### Text provided
= = = = =
Why you might need to do that for a transpiler? Imagine the following piece of VBA code:

Are you trying to access the element at index 0 of the array data or you are trying to call the function data with argument 0? That is not immediately obvious from this instruction because in VBA you use the same syntax for both operations. So, you have to keep track of the declaration of data, whether is a variable or a function.

This might also be needed if you are transpiling from a language that allows first-level functions (e.g., C++) to one that does not allow them (e.g., Java). That is because you need to put all first-level functions in a custom class and then change all calls to first-level function in the original C++ code to functions of a custom Java class.

So, the kind and extent of symbol resolution that you have to do, depends on both the source language and the destination language and will vary from project to project.

Our Transpiler

In this article we are going to build only a partial transpiler from VBA to VB.NET, but we are going to show the whole process that could be used for a complete transpiler.

Since the two languages are quite similar, we can also avoid doing a complete conversion of the original AST from VBA to VB.NET. Instead we are going just to rewrite the parts of the input that must be adapted for VB.NET. This approach requires less work, but each change will require to find the exact place where to make the change. In contrast rewriting every instruction would be longer, but each instruction will be easier to write.
= = = = =
### Provided data
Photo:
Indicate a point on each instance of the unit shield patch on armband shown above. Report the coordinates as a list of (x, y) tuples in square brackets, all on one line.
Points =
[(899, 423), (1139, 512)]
= = = = =
### What you will do
1. In the transpiler text, reproduce everything from "Since the two" down to "easier to write.".
2. Indicate whether each statement agrees with the transpiler text, quoting the words that decide it: (a) In VBA, accessing an array element and calling a function are written with the same syntax. (b) The article builds a complete transpiler from VBA to VB.NET. (c) Rewriting every instruction is described as the approach that requires less work.

### Solved tasks
1.
Since the two languages are quite similar, we can also avoid doing a complete conversion of the original AST from VBA to VB.NET. Instead we are going just to rewrite the parts of the input that must be adapted for VB.NET. This approach requires less work, but each change will require to find the exact place where to make the change. In contrast rewriting every instruction would be longer, but each instruction will be easier to write.

2.
(a) Yes: "in VBA you use the same syntax for both operations"
(b) No: "we are going to build only a partial transpiler from VBA to VB.NET"
(c) No: "In contrast rewriting every instruction would be longer"